I bought my own gear so cost was a factor and also I’m the only user.
For your boss having multiple brands will be more of a headache than any savings on one piece of gear. Also third party software always adds another layer of hassle. Unless your a company with only one or two crews it is far, far better to stick to Trimble/Leica and use their software.
Given you mostly have Trimble GNSS I’d be getting one of their robots if I was doing the buying in your firm provided your dealer is good at supporting gear. Being able to plug the same controller into both GNSS or robot is very useful. Even though I’d personally prefer a Lecia robot that would be less important to me in your situation than sticking to one brand for the company.
Fine if that’s all you do but most small companies I know don’t do 100% boundary so instrument needs to do setout, monitoring, control for topo etc. where need to minimise error up front so they don’t propagate.
Agree with your other comment below that once your chasing <5mm that it’s the pole/prism/tribrach/methods…… that is going to hamstring you first. That and you need a particular type of surveyor who is happy to work that carefully.
Actually getting down on my knees to perfectly center the pole on the nail is among some of the things I do that I don’t feel like a lot of guys I’ve worked with do. I think I’m also a lot more ocd about centering.

» **SET TASKS**
1) Duplicate the part of the surveying gear discussion between "I bought my" and "use their software.", inclusive.
2) Decide whether each statement below agrees with the surveying gear discussion, giving yes or no and quoting the words that settle it.
(a) The writer bought their own gear and is its only user.
(b) Third-party software is said to reduce hassle.
(c) Using the same controller for both GNSS and robot is called very useful.
3) Write the next part of the surveying gear discussion, picking up after its final sentence.

» **LISTED ENTRIES**

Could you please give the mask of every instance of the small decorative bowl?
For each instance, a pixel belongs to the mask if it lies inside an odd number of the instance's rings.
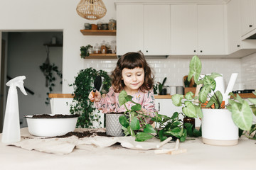
[[[54,137],[73,132],[79,115],[42,114],[24,116],[34,136]]]

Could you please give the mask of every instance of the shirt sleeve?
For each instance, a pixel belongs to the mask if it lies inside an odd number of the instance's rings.
[[[146,110],[148,115],[151,118],[155,117],[155,113],[157,112],[157,110],[155,109],[155,98],[154,97],[154,92],[153,91],[149,91],[145,95],[146,96],[144,97],[142,108]],[[150,118],[147,119],[146,121],[149,123],[149,120]]]
[[[109,92],[105,98],[101,98],[98,102],[94,102],[97,109],[102,110],[103,113],[114,112],[116,108],[115,93],[112,87],[110,88]]]

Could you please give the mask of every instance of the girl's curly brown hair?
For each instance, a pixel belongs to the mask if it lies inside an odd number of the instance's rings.
[[[153,88],[154,77],[143,53],[130,52],[122,55],[118,60],[117,67],[112,72],[112,84],[114,92],[120,92],[125,86],[124,81],[122,79],[122,71],[123,69],[132,69],[137,67],[143,68],[144,71],[144,81],[140,89],[142,91],[149,91]]]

» **TASK-BY-TASK RESULTS**
1)
I bought my own gear so cost was a factor and also I’m the only user.
For your boss having multiple brands will be more of a headache than any savings on one piece of gear. Also third party software always adds another layer of hassle. Unless your a company with only one or two crews it is far, far better to stick to Trimble/Leica and use their software.

2)
(a) Yes: "I bought my own gear so cost was a factor and also I’m the only user."
(b) No: "third party software always adds another layer of hassle."
(c) Yes: "Being able to plug the same controller into both GNSS or robot is very useful."

3)
The only 1″ instrument we have is the sx12 we just got. I do feel like it would be nice to have a 1″ instrument myself but I’m not the one buying it. For what I do 99% of the time 3″ would be perfectly fine but like you said it’s the other 1% that you may wish you had the better instrument.
5″ at 500 feet is 0.01’…the size of the job or the contract or the company doesn’t change that. Most instruments do not have the optical resolution to aim better than 0.01′ at 1000 feet. I submit that you cannot aim well enough at 1000′ to make a 1″ instrument worthwhile.
Oh, and the 1″ is only really guaranteed by Leica (for instance) if you have had it maintained (and have a certificate). Some of those certifications require shipping the instrument to a certain facility. So, we have a race car Ferrari, we ship it off to get specially certified and calibrated and then the shipper does what to it on the way back?
A 5″ gun (which if you turn forward and reverse should do better than 5″) is the least of your worries for any real world monitoring or whatever you might be doing.
I like a good 1″ total station as much as the next guy, but I also know it is rarely worth the extra money unless I need to it fulfill a certain specification written into a contract.
If you are doing long distance, high precision measurements, it could be useful. (This assumes that you also purchased and correctly used all the relevant accessories like tribrachs, tripods, prisms, adapters, etc etc etc, and followed all the correct procedures, etc.) But, at some point we end up moving outside the best use of a total station marketed to land surveyors.
I have balanced and reviewed many traverses done with 1″ and 5″ total stations, and I can sincerely tell you that the instrument being 1 or 5 seconds is the last thing I worry about.
-All thoughts my own, except my typos and when I am wrong.- Posted by: @350rocketmike
My current and last gun were both 3″ but the Leica would shoot 2 faces like 5″ horizontal difference and 10″ vertical while the Sokkia freshly back from repair and calibration was 10″ and 15″.
Is that using robotics? Is it a pointing error?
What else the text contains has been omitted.